⟨
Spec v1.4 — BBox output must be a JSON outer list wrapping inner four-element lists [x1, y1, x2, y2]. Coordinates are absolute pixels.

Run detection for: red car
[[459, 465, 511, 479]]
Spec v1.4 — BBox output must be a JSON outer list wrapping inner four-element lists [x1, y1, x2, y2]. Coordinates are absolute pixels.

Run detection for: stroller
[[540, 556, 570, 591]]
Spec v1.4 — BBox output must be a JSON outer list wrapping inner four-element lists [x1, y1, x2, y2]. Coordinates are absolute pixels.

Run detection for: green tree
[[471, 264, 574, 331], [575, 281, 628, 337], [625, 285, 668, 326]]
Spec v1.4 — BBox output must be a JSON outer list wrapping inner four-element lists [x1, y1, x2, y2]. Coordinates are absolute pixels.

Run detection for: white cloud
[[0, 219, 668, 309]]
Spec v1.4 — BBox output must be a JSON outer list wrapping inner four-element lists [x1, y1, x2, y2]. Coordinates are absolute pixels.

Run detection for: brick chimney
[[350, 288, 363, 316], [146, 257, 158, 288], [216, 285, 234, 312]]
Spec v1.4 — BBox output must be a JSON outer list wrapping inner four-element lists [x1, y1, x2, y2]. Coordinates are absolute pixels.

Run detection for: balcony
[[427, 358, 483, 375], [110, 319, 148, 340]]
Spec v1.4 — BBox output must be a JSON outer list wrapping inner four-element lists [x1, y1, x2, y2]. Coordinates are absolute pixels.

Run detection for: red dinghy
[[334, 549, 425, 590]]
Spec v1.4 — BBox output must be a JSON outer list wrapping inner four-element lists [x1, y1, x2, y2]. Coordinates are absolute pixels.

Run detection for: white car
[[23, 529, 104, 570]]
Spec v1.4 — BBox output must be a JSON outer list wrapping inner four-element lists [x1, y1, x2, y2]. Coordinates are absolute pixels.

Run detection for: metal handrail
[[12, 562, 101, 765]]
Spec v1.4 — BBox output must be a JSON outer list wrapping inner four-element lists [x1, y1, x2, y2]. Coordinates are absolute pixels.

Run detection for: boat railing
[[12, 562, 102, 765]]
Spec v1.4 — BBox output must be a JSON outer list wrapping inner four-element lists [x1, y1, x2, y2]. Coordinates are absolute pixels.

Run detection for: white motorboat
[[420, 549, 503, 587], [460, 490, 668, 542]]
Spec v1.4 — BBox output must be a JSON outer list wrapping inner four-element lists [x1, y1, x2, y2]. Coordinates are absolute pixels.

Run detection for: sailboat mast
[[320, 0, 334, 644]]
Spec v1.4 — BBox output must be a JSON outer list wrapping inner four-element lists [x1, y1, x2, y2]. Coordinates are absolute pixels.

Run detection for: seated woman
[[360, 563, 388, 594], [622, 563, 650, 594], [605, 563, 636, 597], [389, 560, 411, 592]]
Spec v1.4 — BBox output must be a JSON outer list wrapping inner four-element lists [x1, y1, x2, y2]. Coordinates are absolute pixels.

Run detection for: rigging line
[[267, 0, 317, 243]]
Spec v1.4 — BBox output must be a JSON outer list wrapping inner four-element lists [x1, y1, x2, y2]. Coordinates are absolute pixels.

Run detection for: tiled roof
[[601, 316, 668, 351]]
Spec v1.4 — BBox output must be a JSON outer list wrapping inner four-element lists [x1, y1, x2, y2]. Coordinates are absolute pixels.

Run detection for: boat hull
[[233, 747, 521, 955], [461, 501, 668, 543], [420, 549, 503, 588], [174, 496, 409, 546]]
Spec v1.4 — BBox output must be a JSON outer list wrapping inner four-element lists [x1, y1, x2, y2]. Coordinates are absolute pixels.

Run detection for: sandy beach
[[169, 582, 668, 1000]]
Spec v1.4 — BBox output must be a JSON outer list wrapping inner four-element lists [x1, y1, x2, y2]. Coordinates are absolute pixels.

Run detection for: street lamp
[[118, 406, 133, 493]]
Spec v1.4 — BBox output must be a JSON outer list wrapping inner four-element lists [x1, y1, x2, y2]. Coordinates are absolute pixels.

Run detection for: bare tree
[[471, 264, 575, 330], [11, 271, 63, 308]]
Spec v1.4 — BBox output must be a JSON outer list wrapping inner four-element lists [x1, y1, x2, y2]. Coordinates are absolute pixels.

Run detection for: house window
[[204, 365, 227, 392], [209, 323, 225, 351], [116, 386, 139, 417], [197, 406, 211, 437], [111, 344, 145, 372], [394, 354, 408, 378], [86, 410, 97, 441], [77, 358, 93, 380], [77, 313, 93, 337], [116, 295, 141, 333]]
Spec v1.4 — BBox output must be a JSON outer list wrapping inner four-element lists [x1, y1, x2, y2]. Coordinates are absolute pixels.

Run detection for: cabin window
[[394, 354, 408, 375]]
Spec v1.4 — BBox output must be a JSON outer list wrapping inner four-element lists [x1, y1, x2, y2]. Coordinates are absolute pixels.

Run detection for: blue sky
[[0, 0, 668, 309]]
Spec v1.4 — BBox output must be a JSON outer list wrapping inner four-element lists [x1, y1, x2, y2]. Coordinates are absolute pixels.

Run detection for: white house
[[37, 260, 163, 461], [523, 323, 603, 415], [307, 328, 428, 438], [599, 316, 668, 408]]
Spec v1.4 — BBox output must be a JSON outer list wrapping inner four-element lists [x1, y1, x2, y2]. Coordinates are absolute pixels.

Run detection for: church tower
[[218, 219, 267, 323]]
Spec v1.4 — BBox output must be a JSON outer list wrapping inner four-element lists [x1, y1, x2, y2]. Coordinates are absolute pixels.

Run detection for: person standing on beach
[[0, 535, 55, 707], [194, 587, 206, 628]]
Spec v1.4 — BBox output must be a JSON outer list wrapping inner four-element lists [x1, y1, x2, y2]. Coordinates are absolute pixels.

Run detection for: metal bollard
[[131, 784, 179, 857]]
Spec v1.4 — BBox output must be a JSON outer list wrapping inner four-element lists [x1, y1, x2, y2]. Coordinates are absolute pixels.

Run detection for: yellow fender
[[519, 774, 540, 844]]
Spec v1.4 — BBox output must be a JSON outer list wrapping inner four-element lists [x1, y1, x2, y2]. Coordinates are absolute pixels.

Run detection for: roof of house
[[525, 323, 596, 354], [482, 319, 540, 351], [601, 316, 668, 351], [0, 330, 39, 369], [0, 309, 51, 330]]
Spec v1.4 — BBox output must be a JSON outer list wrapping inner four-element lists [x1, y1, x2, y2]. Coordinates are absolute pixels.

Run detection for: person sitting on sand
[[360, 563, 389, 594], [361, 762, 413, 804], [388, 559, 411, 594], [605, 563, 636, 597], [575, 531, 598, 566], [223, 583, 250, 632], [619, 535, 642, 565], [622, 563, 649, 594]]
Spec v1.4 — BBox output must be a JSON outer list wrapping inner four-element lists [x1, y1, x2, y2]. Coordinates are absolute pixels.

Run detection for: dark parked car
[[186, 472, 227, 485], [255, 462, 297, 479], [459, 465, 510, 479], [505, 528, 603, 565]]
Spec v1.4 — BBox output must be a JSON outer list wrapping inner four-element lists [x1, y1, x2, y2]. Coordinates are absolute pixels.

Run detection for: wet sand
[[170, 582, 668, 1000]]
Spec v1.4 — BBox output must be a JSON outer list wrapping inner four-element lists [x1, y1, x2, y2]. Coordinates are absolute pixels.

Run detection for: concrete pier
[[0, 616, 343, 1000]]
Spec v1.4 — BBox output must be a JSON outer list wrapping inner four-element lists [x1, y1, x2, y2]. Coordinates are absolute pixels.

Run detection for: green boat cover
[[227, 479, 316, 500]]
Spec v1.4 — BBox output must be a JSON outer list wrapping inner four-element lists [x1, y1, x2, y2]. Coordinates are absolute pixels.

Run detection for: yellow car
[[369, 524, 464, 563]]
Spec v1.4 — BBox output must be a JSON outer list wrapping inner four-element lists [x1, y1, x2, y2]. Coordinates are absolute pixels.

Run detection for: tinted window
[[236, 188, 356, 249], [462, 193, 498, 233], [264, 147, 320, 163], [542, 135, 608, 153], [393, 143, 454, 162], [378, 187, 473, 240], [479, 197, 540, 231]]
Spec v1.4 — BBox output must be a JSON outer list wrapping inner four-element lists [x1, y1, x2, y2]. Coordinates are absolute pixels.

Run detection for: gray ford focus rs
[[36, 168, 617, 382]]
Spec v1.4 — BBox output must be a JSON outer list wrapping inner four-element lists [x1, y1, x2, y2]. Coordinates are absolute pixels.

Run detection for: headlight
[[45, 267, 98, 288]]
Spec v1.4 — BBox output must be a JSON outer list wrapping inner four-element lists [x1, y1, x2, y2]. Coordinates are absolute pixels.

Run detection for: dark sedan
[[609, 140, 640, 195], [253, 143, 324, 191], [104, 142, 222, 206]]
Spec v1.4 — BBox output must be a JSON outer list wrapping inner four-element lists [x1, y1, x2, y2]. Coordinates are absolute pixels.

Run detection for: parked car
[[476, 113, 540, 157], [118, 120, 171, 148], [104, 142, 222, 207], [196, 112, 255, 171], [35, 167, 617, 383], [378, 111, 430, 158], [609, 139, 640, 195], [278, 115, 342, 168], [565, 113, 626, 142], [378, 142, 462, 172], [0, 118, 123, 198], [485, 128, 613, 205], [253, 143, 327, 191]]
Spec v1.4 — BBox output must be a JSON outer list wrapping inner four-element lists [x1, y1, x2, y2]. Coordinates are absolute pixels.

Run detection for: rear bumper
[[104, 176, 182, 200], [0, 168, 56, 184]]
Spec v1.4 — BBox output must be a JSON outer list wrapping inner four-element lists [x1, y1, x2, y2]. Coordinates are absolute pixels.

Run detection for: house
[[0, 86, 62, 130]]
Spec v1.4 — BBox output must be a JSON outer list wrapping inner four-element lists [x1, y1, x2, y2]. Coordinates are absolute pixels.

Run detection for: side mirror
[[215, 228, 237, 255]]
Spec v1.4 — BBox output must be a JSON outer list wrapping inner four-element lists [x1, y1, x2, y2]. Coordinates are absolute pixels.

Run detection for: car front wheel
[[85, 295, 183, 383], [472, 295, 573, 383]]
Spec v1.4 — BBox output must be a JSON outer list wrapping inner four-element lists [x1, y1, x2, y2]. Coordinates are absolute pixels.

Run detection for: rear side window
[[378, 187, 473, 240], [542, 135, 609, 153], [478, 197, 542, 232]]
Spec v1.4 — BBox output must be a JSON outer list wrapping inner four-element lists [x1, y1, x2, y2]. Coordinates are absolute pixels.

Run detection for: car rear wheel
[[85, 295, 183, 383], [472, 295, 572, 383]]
⟩
Direction
Write out again, unchanged, the stretch of the entries from their very beginning through the line containing "[[540, 556, 570, 591]]", with that line included.

Response
Spec v1.4 — BBox output must be a JSON outer list wrapping inner four-element lists [x1, y1, x2, y2]. Coordinates are absolute pixels.

Run detection for: red car
[[459, 465, 511, 479]]
Spec v1.4 — BBox output must be a JSON outer list wrapping inner four-element lists [x1, y1, x2, y2]. Coordinates are absolute pixels.

Run detection for: stroller
[[540, 556, 570, 591]]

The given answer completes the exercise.